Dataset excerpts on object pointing
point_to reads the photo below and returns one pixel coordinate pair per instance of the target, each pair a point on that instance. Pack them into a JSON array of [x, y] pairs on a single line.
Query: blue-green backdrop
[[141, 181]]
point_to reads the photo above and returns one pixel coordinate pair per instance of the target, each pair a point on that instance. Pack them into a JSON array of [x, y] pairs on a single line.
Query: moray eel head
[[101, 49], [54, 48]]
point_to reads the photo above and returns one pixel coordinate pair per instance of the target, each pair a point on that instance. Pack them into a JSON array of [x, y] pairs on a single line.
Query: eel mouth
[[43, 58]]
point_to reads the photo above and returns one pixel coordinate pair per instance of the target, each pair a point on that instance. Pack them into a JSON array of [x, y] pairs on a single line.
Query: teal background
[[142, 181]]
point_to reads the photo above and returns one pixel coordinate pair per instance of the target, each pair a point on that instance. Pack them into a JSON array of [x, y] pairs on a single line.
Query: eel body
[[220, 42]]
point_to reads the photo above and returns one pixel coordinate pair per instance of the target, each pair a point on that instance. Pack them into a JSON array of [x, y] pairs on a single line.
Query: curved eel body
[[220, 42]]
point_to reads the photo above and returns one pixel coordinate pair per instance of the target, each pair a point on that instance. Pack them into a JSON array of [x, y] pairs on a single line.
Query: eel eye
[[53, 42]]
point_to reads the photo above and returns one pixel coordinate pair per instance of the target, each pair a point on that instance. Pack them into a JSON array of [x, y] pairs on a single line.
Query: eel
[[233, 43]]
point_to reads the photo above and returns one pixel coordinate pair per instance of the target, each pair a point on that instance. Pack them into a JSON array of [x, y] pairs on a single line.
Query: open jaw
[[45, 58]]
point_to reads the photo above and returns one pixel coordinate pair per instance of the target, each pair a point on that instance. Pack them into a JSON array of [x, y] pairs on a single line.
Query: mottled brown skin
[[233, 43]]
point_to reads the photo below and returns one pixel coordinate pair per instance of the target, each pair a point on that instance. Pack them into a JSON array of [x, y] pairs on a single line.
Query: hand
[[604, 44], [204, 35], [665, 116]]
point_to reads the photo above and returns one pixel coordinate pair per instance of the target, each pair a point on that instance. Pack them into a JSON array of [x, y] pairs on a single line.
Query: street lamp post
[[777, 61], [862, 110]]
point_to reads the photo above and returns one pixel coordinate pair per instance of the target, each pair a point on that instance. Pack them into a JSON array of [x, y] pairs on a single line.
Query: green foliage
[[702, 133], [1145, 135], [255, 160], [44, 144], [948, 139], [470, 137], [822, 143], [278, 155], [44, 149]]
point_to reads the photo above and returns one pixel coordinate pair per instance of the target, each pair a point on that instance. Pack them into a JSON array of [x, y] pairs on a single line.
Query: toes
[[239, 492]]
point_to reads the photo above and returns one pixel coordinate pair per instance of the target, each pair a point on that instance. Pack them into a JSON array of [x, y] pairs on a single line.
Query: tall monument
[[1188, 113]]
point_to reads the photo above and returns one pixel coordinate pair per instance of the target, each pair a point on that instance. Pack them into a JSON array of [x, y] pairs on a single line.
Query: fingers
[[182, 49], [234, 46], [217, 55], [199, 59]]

What is asked:
Rewrite all of the items above, replacing each "eel" with "fish" and keeping everything else the same.

Written solution:
point_to reads the photo below and returns one pixel coordinate pair per instance of the target, each pair a point on that instance. Pack them into a JSON array of [x, y] pairs on a single line.
Query: blue-green backdrop
[[141, 181]]
point_to reads the photo above and returns one pixel coordinate pair per instance of the target, each pair a point on that instance. Pack them into a JSON array of [x, y] pairs on a single line.
Query: moray fish head
[[101, 49], [54, 48]]
point_to reads the photo above and returns one pixel coordinate pair per instance of the target, each pair a point on that instance. Pack them into a JSON array of [x, y] pairs on a single line.
Query: fish mouth
[[43, 58]]
point_to reads the photo above and returns one pixel coordinate pair per instance of the target, each pair a point on that instance. Pack them into a JSON array of [x, y] pairs on a single line.
Query: teal background
[[142, 181]]
point_to reads the photo above and returns one pixel coordinate pair per instance of the target, each pair a point on that instance. Pack them into a JSON array of [x, y] pairs on a single line.
Query: fish body
[[220, 42]]
point_to reads the photo above and returns one pixel coordinate pair per instance of the target, each pair a point on that instance. Pack them into a JSON array of [x, y] pairs on a single line.
Query: curved fish body
[[220, 42]]
point_to reads the photo above and returns one pixel coordinate pair per instance of the target, each pair a point on that instance. Pack them into a JSON array of [x, y] pairs on a single line.
Query: fish eye
[[53, 42]]
point_to reads the photo above and returns one pixel coordinate pair per instance of the target, each pair a point on that instance. Pack them into a JSON array of [x, y] pairs on a single line.
Query: fish
[[233, 43]]
point_to reads the photo above and returns one pixel coordinate pair per instance of the target, each pair a point on that instance. Pack them into a JSON array of [x, y] pairs on a single line.
Query: open jaw
[[45, 58]]
point_to reads the photo above and returns one pixel coordinate pair per instance of the target, each pair a point on that instance. Pack them into a JSON array of [x, y] pairs on a single line.
Query: mottled brown skin
[[233, 43]]
point_to reads the photo below and returns one pixel coordinate pair per instance of the target, each pair a point on that instance. Pack them into a JSON array of [x, y] pairs on a single line.
Query: hand
[[604, 44], [204, 35], [665, 116]]
point_to reads the photo above and returns one pixel coordinate pair per instance of the target, each pair a point on that instance. Pack them into a JSON array of [x, y] pairs on a single line.
Query: street lamp post
[[777, 61], [862, 110]]
point_to reads the photo above and returns one pixel coordinate pair per instance of the target, each pair a point on that instance. Pack them into a JSON array of [x, y] pairs on a single line.
Query: green foliage
[[702, 133], [1145, 135], [255, 160], [44, 144], [948, 139], [470, 137], [822, 143], [278, 155], [44, 149]]
point_to reads the photo above and returns one pixel coordinate pair per instance of the target, each pair a point on that instance. Pack them into a JSON array of [x, y] pairs on a single line.
Query: toes
[[239, 492]]
point_to reads the photo above and returns one pixel coordinate pair per instance of the target, each pair a point on that instance. Pack them into a JSON array of [x, y] pairs on a single line.
Query: tall monument
[[1188, 113]]
point_to reads the photo above and returns one pixel coordinate pair per instance of the target, each pair a point on that instance. Pack them into a JSON array of [x, y] pairs on a single line.
Query: fingers
[[182, 49], [234, 46], [217, 55], [199, 59]]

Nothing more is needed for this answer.